■ **Exercise description**:
Lines before the one containing "Could you indicate the tree" are left out; copy that line and every later line through the end of the data exactly.

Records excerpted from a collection
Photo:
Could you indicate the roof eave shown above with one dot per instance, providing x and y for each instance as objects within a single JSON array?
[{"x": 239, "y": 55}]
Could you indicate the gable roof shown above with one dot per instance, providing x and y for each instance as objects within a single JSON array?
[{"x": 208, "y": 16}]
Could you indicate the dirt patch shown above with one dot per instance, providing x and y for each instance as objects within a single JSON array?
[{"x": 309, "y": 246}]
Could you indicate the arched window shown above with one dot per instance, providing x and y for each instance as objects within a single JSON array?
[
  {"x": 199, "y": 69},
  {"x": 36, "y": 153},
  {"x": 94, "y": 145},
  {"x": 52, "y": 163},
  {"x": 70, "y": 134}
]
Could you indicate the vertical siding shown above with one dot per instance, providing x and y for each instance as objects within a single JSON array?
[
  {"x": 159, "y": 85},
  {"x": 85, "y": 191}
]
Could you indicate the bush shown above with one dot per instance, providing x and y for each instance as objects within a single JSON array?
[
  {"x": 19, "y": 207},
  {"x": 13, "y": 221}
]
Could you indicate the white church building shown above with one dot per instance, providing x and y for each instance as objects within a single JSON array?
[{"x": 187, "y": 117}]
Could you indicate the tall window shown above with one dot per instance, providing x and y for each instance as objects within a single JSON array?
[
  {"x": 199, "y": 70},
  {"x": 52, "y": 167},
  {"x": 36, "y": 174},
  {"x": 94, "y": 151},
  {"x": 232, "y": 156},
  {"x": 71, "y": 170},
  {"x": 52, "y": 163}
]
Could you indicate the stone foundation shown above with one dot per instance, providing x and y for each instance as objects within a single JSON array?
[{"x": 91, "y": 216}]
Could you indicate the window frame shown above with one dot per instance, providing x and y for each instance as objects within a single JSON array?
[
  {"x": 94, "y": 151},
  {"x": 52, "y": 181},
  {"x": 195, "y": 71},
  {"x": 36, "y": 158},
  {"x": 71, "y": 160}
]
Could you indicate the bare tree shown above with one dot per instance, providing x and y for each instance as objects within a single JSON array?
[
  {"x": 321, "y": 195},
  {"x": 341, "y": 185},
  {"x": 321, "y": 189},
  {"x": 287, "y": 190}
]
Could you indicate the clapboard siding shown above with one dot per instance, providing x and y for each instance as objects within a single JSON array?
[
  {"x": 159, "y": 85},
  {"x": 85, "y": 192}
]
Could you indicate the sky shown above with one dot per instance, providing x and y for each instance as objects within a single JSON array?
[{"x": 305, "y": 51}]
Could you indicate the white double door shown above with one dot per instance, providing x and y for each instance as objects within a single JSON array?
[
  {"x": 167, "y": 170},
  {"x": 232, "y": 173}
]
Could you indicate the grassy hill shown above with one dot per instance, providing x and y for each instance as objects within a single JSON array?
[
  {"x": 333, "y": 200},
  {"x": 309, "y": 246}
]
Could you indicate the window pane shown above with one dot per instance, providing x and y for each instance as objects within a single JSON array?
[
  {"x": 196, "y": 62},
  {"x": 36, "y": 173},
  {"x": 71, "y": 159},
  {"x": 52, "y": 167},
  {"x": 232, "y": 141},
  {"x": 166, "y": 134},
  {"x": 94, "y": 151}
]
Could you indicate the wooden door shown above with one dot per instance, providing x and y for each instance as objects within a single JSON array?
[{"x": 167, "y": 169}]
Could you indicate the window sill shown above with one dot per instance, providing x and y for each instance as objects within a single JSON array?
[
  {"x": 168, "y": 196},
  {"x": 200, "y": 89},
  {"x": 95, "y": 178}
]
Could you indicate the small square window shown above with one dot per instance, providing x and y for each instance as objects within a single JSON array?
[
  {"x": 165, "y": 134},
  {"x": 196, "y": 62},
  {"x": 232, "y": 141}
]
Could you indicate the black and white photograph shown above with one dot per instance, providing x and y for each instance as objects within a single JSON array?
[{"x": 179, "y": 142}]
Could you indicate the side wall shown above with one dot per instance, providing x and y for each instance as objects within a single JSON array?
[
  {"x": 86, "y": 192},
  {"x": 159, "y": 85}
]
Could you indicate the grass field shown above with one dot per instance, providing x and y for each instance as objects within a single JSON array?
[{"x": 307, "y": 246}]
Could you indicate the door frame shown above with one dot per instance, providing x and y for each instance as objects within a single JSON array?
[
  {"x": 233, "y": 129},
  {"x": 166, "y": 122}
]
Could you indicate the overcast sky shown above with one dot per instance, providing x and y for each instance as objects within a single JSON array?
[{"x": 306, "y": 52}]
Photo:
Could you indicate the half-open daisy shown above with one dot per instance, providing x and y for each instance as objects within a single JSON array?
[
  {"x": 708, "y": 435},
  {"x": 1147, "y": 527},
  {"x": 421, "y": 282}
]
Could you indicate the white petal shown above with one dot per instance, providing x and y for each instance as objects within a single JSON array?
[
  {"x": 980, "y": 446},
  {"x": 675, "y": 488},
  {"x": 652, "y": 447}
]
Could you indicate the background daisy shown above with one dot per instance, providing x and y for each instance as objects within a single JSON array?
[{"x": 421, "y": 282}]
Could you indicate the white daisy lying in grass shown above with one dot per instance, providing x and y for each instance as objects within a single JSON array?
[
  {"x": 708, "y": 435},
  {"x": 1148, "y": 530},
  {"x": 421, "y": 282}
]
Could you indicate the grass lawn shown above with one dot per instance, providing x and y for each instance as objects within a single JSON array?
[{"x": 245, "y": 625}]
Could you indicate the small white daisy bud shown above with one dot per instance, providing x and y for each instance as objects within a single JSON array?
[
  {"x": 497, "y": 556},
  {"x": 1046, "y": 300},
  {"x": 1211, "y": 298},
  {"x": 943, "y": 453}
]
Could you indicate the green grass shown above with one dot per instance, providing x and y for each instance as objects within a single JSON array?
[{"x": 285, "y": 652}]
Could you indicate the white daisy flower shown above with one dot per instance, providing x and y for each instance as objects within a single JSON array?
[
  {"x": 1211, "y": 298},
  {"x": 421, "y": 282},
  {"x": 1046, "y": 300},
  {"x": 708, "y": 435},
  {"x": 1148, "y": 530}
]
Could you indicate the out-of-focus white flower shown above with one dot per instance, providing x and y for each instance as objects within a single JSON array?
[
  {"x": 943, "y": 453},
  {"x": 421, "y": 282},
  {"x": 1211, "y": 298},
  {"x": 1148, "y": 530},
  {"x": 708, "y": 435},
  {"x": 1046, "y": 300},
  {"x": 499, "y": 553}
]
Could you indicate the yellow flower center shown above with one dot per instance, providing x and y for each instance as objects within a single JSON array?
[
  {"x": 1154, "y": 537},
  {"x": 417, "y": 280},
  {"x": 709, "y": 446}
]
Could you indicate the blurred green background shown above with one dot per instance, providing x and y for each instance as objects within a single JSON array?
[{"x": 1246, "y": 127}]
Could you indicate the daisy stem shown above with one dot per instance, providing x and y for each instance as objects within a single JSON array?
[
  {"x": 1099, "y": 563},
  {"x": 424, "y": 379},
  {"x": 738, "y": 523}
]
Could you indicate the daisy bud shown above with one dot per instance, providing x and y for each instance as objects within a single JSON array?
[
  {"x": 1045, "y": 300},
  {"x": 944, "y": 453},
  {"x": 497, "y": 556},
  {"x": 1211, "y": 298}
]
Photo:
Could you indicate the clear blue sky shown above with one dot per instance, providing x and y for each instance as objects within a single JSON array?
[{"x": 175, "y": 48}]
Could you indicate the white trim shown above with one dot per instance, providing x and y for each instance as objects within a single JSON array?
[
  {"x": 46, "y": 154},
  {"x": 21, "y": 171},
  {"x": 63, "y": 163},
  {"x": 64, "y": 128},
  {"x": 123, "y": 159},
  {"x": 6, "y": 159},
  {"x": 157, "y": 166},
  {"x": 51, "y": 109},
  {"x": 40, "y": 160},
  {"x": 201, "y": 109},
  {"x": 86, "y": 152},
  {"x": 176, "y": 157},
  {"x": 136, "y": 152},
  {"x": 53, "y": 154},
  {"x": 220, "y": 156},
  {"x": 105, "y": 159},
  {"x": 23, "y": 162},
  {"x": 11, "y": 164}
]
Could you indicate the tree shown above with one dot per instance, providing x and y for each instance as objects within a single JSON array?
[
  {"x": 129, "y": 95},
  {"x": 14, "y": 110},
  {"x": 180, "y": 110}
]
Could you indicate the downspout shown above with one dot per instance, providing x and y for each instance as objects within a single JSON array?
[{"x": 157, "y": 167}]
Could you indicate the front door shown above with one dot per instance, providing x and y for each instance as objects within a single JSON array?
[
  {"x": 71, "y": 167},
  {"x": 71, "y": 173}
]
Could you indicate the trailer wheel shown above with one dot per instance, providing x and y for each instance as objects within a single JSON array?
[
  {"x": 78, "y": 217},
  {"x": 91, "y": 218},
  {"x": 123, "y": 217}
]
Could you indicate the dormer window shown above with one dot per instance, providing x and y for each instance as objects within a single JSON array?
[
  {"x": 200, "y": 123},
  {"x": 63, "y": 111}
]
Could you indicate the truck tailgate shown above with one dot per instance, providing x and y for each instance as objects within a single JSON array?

■ **Solution**:
Could you indicate the tree shown above with one dot per instance, providing x and y for each instance as objects within a single JSON array?
[
  {"x": 129, "y": 95},
  {"x": 14, "y": 110},
  {"x": 180, "y": 110}
]
Could you indicate the downspout shown above with one dot per instance, providing x and y for each instance as objects within a single JSON array?
[{"x": 157, "y": 167}]
Could you indicate the front door shown above with one dot per instance, providing x and y for each instance as objects within a single JSON array?
[
  {"x": 71, "y": 167},
  {"x": 71, "y": 173}
]
Could you indicate the trailer wheel shown above with one dot per instance, providing x and y for each instance as objects within a single JSON array?
[
  {"x": 78, "y": 217},
  {"x": 91, "y": 218},
  {"x": 123, "y": 217}
]
Could you indicate the dormer window shown above with one dot per instance, providing x and y for each instance as objects within a single JSON array?
[
  {"x": 200, "y": 123},
  {"x": 63, "y": 111}
]
Could you indicate the truck tailgate shown above with one dot per instance, providing x and y for each instance as objects within a single JSON array?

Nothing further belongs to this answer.